PASSAGE =
*-*-*

Open invoices rely on the merchant delivering the goods with an invoice. Consumers can try the goods and either return them or pay within a time period, usually 14 or 28 days.
Buyers love it because they aren’t required to pay up front. They get to try their goods first and decide if they like them enough to pay for them. There is no requirement to enter sensitive data into an online portal and the speed of purchasing is also improved, because only an address needs to be inputted.
It’s so popular that open invoices are offered by over 90% of merchants and consumers are reluctant to give it up even in the face of faster global payment services such as PayPal.
Many third party services operate within the open invoice structure, allowing consumers to manage their invoices and payments through their portals.
The downside for merchants is that returns of goods are high.
In fact, they can be as high as 50%. The increased operational costs of managing the returns can be a turnoff for larger brands entering the German market. Because customers take receipt of goods before paying, fraud can also be a problem.
Many British retailers – such as New Look and River Island – don’t offer open invoice to German consumers, possibly for these reasons.
Third party bank transfers
Third party bank transfers, such as Giropay and SOFORT Payment, are less popular forms of online payment than open invoice, but are used by many German shoppers.
Giropay is a service that allows users to pay for goods using direct online bank transfers. It’s a third party transaction tool that pops up at the point of payment, asks the user to submit their bank details, enter a second-step authentication code and then return to the merchant’s site once completed.
Like PayPal, services will charge a percentage transaction fee. It’s a ubiquitous tool in Germany, with services reporting that 85% of the population have access to Giropay and accounts for 16% of all online transactions.
Both Giropay and SOFORT Payment bank transfer systems charge a percentage cost and a fixed charge for each transaction, They then cannot be cancelled by the customer, which is an advantage for the merchant, but not so good for the customer.
While popular in the UK, credit and debit card payments only make up around 10% of all online transactions in Germany and are expected to fall in the coming years. In fact, only 25% of Germans even have a credit card!
Perhaps shoppers are simply accustomed to the use of open invoices and third party payment gateways? Or is it that German banks are pushing for their own payment methods, such as ‘Paydirekt’?
Paydirekt is a relatively new payment system, launched at the end of 2015 by the largest German banks.
It allows the customer to pay for online goods through their own banking system, rather than a third party, offering both merchants and consumers incentives such as eliminating transaction charges.
SEPA (which stands for Single Euro Payments Area) facilitates cross-border payment systems across Europe.
It benefits those from other European countries who may be living in Germany as well as promoting customer-beneficial competition between payment service providers.
The concept aims to make cross-border transfers equivalent to a domestic transfer i.e. customers aren’t charged anymore for them. Despite these benefits, direct debits only make up a small percentage of online payment methods in Germany, roughly around 5%.

*-*-*

PROVIDED DATA =
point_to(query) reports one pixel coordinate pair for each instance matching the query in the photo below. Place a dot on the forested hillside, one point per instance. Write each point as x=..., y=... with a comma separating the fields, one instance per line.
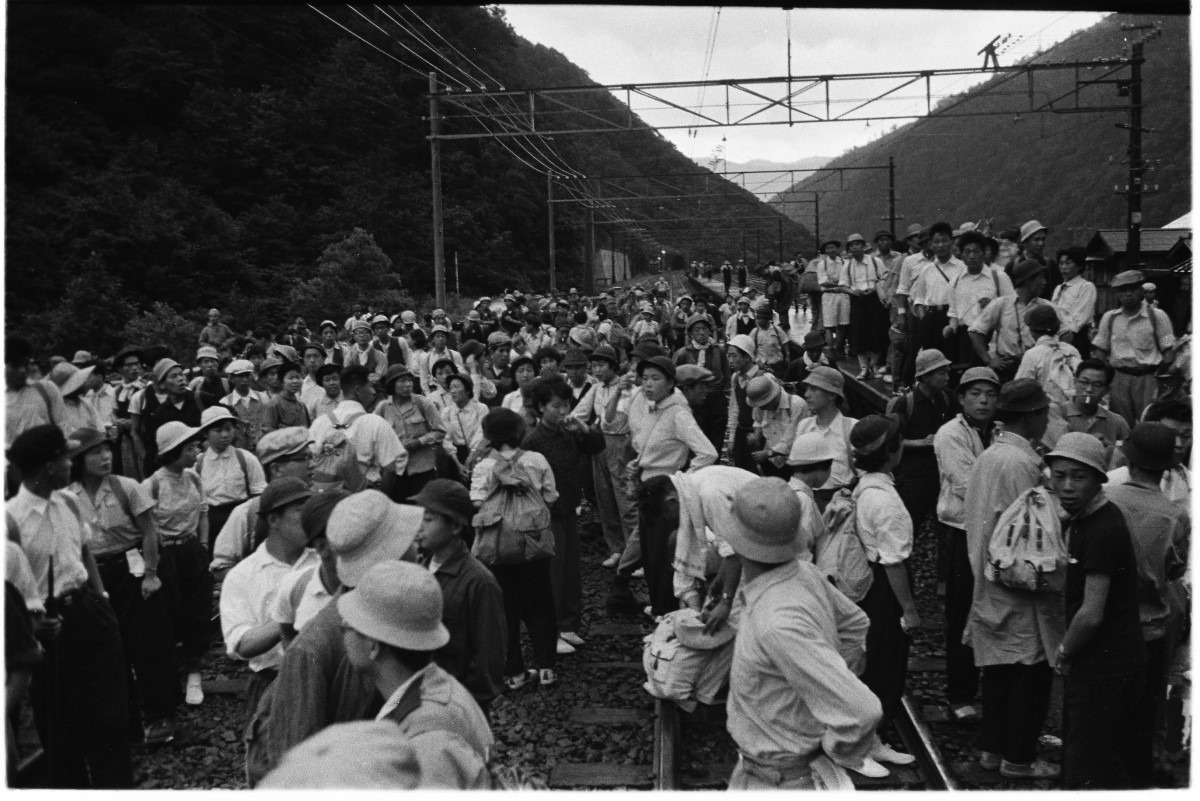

*-*-*

Pick up the passage on online payment methods in Germany after its last sentence and continue it. The material that accompanies this text has no connection to it.

WRITTEN REPLY =
Despite the popularity of open invoices and bank transfers, e-wallet type payments are increasing in use. Online transactions using PayPal, Apple Pay and Android Pay are expected to overtake bank transfers in the coming years, taking 23.9% of the market over their 23%. The desire for security and convenience appears to be driving uptake of these well-established payment methods.
Integrating ecommerce payments is easier than ever for German businesses. For example, gaming site Solitaired, which has an audience in Germany, uses Stripe as an off-the-shelf solution to integrate online payments for its premium solitaire games.
Smartphone usage is rapidly growing in Germany, which could be another driving factor in the increasing use of e-wallet payment method.Mobile shopping has become more prevalent and instant payments suit the needs of modern consumers.
What does this mean for you?
Germany has possibly one of the most diverse payment landscapes. In particular, the usage of open invoice is here to stay and if you’re looking to open a business in Germany, you need to embrace it.
Your return rates may be high, which will undoubtedly increase costs and make cash flow management difficult. However, it’s the payment method most preferred by your consumers. This means they’re more likely to convert and even return to shop with you.
Ensure you plan ahead for higher returns in your German market and streamline the process for both your business and the consumer.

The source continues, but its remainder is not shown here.